Update the data below by replacing "blurred white flower" with "out-of-focus white blossom" and keeping every other line unchanged.
# START OF Record extracts
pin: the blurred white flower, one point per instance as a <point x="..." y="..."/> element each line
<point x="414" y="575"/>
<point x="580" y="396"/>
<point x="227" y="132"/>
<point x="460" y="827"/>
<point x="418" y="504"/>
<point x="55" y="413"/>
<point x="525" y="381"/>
# END OF Record extracts
> Result for this exercise
pin: the out-of-focus white blossom, one point per instance as a <point x="..." y="..."/> element each line
<point x="414" y="575"/>
<point x="580" y="396"/>
<point x="227" y="132"/>
<point x="460" y="827"/>
<point x="418" y="504"/>
<point x="55" y="413"/>
<point x="525" y="381"/>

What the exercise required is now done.